#### What the task asks:
With pictures omitted, restate the data word for word.

[Records from a data source]

=-=-=

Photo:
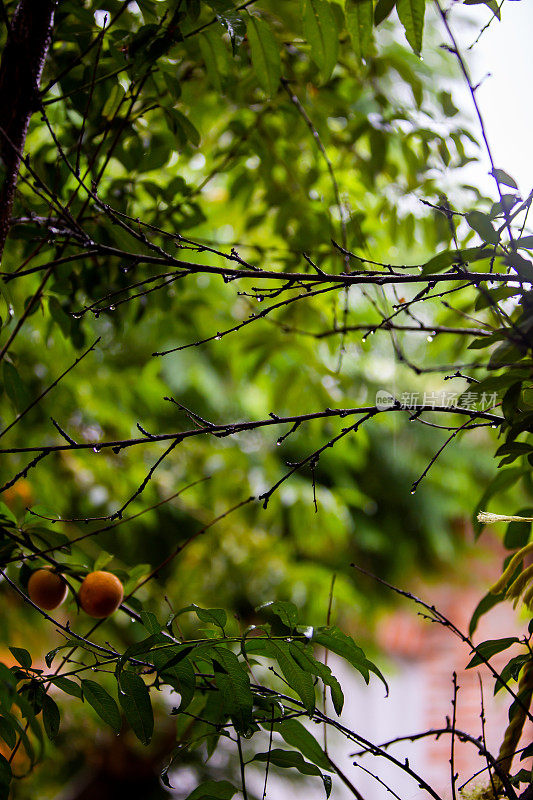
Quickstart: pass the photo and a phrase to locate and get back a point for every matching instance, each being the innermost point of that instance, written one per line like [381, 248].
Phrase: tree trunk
[21, 67]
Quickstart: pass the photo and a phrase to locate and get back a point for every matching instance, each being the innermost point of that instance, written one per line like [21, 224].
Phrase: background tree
[228, 220]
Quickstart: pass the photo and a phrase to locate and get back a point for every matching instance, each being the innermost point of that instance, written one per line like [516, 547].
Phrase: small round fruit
[47, 589]
[100, 594]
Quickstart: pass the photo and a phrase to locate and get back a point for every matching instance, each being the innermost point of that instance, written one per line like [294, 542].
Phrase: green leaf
[359, 21]
[303, 656]
[144, 646]
[511, 671]
[288, 758]
[343, 645]
[504, 177]
[51, 717]
[286, 611]
[231, 678]
[492, 4]
[383, 10]
[150, 622]
[231, 21]
[482, 225]
[491, 647]
[298, 679]
[214, 616]
[103, 703]
[265, 54]
[134, 697]
[213, 790]
[300, 738]
[67, 686]
[177, 671]
[22, 656]
[411, 14]
[321, 32]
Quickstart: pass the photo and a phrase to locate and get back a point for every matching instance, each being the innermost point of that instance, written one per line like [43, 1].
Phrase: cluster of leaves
[211, 674]
[182, 149]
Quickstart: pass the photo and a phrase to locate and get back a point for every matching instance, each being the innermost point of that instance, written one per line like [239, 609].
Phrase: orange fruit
[100, 594]
[47, 589]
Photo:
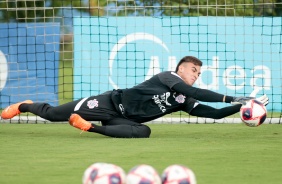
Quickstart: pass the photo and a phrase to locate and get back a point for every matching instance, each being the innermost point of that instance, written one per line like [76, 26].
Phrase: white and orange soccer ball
[143, 174]
[178, 174]
[103, 173]
[253, 113]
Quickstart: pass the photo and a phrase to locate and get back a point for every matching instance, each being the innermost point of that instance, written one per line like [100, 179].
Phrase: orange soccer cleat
[78, 122]
[13, 110]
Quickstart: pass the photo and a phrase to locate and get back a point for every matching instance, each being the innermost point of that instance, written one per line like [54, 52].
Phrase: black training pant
[94, 108]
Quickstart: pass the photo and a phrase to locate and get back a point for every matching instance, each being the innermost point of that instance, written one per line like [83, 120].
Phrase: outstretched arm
[210, 112]
[203, 95]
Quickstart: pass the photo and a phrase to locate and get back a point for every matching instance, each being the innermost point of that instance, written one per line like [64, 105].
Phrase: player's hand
[241, 100]
[263, 99]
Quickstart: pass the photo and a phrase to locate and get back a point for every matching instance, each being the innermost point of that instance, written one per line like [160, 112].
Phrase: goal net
[60, 51]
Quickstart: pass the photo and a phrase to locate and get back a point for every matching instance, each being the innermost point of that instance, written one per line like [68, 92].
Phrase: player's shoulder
[169, 74]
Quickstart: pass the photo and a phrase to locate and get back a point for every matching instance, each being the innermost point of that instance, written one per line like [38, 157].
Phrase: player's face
[189, 72]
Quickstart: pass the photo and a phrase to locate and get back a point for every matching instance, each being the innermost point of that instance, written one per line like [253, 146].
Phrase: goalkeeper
[122, 112]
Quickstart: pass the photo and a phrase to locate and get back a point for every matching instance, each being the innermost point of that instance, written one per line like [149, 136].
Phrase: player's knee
[141, 131]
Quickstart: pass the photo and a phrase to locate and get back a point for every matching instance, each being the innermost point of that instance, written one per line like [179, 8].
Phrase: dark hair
[189, 59]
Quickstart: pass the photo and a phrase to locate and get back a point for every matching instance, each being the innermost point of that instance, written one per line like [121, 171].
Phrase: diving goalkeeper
[122, 112]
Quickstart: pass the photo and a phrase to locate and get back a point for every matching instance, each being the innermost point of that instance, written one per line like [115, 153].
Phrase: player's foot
[78, 122]
[13, 110]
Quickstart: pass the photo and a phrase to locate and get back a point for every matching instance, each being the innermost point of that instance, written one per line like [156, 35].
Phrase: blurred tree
[47, 10]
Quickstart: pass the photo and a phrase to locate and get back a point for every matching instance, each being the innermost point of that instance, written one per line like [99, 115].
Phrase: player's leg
[48, 112]
[117, 127]
[210, 112]
[121, 127]
[13, 110]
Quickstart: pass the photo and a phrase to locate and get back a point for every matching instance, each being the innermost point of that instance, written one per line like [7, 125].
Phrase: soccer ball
[103, 173]
[143, 174]
[253, 113]
[178, 174]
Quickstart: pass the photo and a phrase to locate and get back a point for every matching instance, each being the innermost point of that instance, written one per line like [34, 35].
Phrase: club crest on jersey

=-=-=

#### Solution to this problem:
Photo:
Quickstart: pass the photo and a phrase to locate and get back a point for every matching instance, each being the innermost point of that instance, written one per line like [381, 248].
Phrase: tree trunk
[21, 67]
Quickstart: pass the photo and a phrase to locate and get back a point for every matching instance, each being the innermost point of that instance, written one per line like [21, 224].
Phrase: background tree
[228, 220]
Quickstart: pass the photo and a phrase to locate and get back a point for every matching instance, each being the innermost point of that instance, written one per line like [516, 547].
Phrase: small round fruit
[47, 589]
[100, 594]
Quickstart: pass the photo and a phrase to locate and get back a point for every matching instance, each being the innermost point of that instance, written one per line like [294, 542].
Phrase: green leaf
[359, 21]
[303, 656]
[144, 646]
[511, 671]
[288, 758]
[343, 645]
[504, 177]
[51, 717]
[286, 611]
[231, 678]
[492, 4]
[383, 10]
[150, 622]
[231, 21]
[482, 225]
[491, 647]
[298, 679]
[214, 616]
[103, 703]
[265, 54]
[134, 697]
[213, 790]
[300, 738]
[67, 686]
[177, 671]
[22, 656]
[411, 14]
[321, 32]
Quickstart: pass the photo and a phrase to locate and get back a point for every matching instance, each being the innermost point of that instance, written one per line like [43, 1].
Phrase: cluster of leaves
[211, 674]
[182, 149]
Quickstart: pass the photo and a phrase to locate and get back a point for every matching instance, each being the innermost point of that instance, written one per line like [239, 609].
Phrase: orange fruit
[100, 594]
[47, 589]
Photo:
Quickstart: pass the photo and a phrase to locate and get back a point for every matching instance, each being the innermost point of that instance, written one per line like [76, 26].
Phrase: white and orange soccer ball
[143, 174]
[178, 174]
[103, 173]
[253, 113]
Quickstart: pass the photo and a phrase to locate and get back a point for every matching instance, each being the innermost point of that instance, written one per line like [100, 179].
Phrase: orange soccer cleat
[78, 122]
[13, 110]
Quickstart: pass the photo and a phrase to locate and get back a point for every matching instance, each being the innermost point of that instance, written one per line like [54, 52].
Phrase: black training pant
[94, 108]
Quickstart: pass the photo and a phrase to locate and get back a point for every matching instance, each being the innermost point of that instance, written one per line like [83, 120].
Phrase: outstretched arm
[210, 112]
[203, 95]
Quickstart: pass the photo and a phrase to locate and get back a point for every matching instance, each being the innermost point of that instance, written one per line like [64, 105].
Phrase: player's hand
[241, 100]
[263, 99]
Quickstart: pass the photo and a phrase to locate and get back a point for every matching instance, each being the innermost point of that instance, written one per line like [160, 112].
Phrase: goal net
[60, 51]
Quickstart: pass the photo and a phrase to locate and get back a point for every matching instance, each being the innermost point of that instance, written one per line like [68, 92].
Phrase: player's shoulder
[169, 74]
Quickstart: pass the photo and a phrase to locate and get back a point for every matching instance, each being the innermost point of that instance, written one per line like [38, 157].
Phrase: player's face
[189, 72]
Quickstart: pass the photo and a phrase to locate and get back a point for every matching instance, each being the innermost point of that instance, written one per line like [253, 146].
Phrase: goalkeeper
[122, 112]
Quickstart: pass the photo and a phrase to locate and get back a point for every matching instance, each being the innermost point of that instance, written one per line like [149, 136].
Phrase: player's knee
[141, 131]
Quickstart: pass the photo and a phrase to locate and get back a point for every matching instance, each being the innermost point of that instance, written one per line like [179, 8].
Phrase: dark hair
[189, 59]
Quickstart: pass the photo and a phrase to locate and get back a point for every matching instance, each being the innermost point of that instance, written one per line like [121, 171].
Phrase: diving goalkeeper
[122, 112]
Quickstart: pass the photo and a phrase to locate and get back a point for every matching instance, each being the innermost point of that instance, written one per line like [115, 153].
Phrase: player's foot
[78, 122]
[13, 110]
Quickstart: pass the photo and a phrase to locate and get back a point for every matching instance, each being the innermost point of that instance, written one per line like [156, 35].
Phrase: blurred tree
[47, 10]
Quickstart: pass the photo and a phrase to locate and get back a point for every matching instance, each being the innermost point of that instance, written one per line like [99, 115].
Phrase: player's leg
[48, 112]
[117, 127]
[210, 112]
[121, 127]
[13, 110]
Quickstart: pass the photo and a phrase to locate and get back a point for every matching instance, each being the innermost point of that instance, written one per line like [7, 125].
Phrase: soccer ball
[103, 173]
[143, 174]
[253, 113]
[178, 174]
Quickstart: pass the photo and a phrase to locate and get back a point for every matching instance, each being the innermost point of that instance, written one per line like [34, 35].
Phrase: club crest on jersey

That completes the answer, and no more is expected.